▶ [SOURCE EXCERPT]
>> Start
Eyes-in-head directions and amplitudes. Note. Eyes-in-head directions and amplitudes, averaged at regular head-point intervals of 10° longitude and 10° latitude and averaged over all scenes and participants in the head-free condition. Arrows start at the head points and end at the eye points, with zero length indicating that, on average, head points and eye points coincide. Above latitude 30°, most arrows are pointing up, below latitude 30°, most are pointing down, west of longitude – 10° most are pointing west, and east of longitude – 10°, most are pointing east. This indicates that the eyes are expanding the range of positions defined by the head

Spatio-temporal relation between eyes and head

One critical type of information that can be extracted from VR data, in addition to the spatial relationship between the eyes and the head (as reported above), is the spatio-temporal relationship between the eyes and head. This latter information is key to understanding the complex temporal dynamics between gaze, the head, and (in future work) other body movements. One question often asked is whether eye movements lead or follow head movements, as this temporal relationship is thought to have cognitive consequences [i.e., the relative timing of eye and head movements indicates whether attentional selection is reflexive or volitional – see Solman & Kingstone (2014); Solman et al. (2017); Zangemeister & Stark (1982); Doshi & Trivedi (2012); Freedman (2008)]. We have developed several original methods for determining the spatio-temporal relation between eyes and head, namely the minimum distance method (see Bischof et al., 2020), the direction method, and the distance method. In addition, we report the average distance method proposed by Kangas et al. (2022). These are described in the following paragraphs.
>> End
▶ [WHAT IS EXPECTED]
Extend the excerpt on eye and head movements in VR, picking up after its final sentence.

▶ [STORED DATA]
>> Start
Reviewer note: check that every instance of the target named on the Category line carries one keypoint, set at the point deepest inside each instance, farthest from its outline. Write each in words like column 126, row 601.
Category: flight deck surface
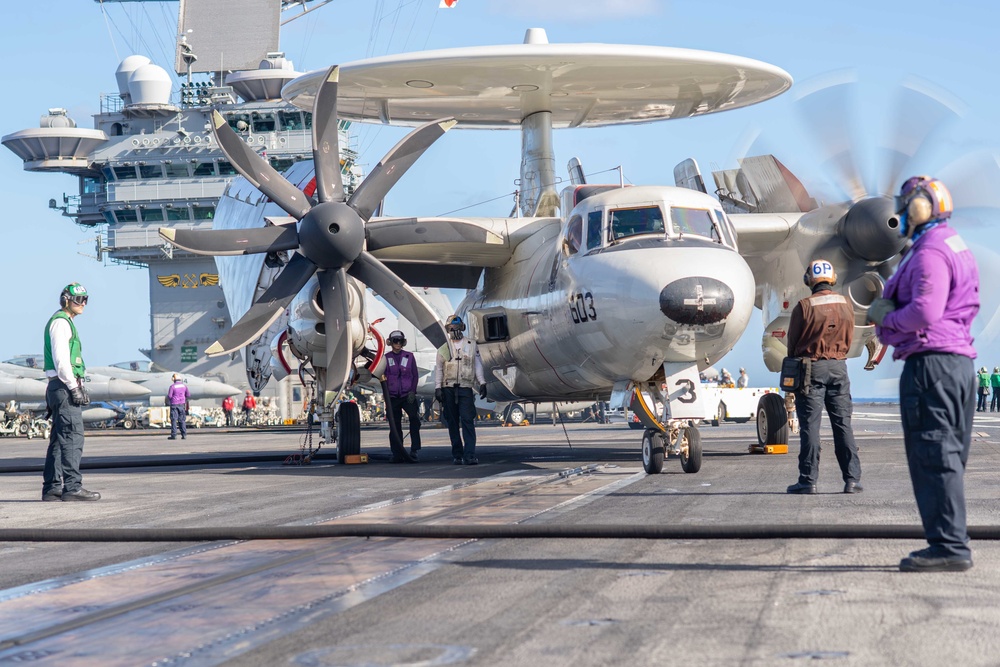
>> End
▶ [RESPONSE TO THE TASK]
Minimum-distance method

For this method, the aim is to determine if the eyes or the head moves first when a person looks at a scene. To do this, we compare where their eyes are focused (fixations) with where their head is on average (average head positions). Specifically, for each fixation (let us call it gi), we look at the head positions (hj) both before and after that fixation. We then find the head position (hmin) that is closest to where the person is looking (gi). If this closest head position (hmin) happens after the person starts looking (a positive lag), it means their eyes moved first, and then their head followed. However, if it happens before the person starts looking, it means their head moved first, and then their eyes followed.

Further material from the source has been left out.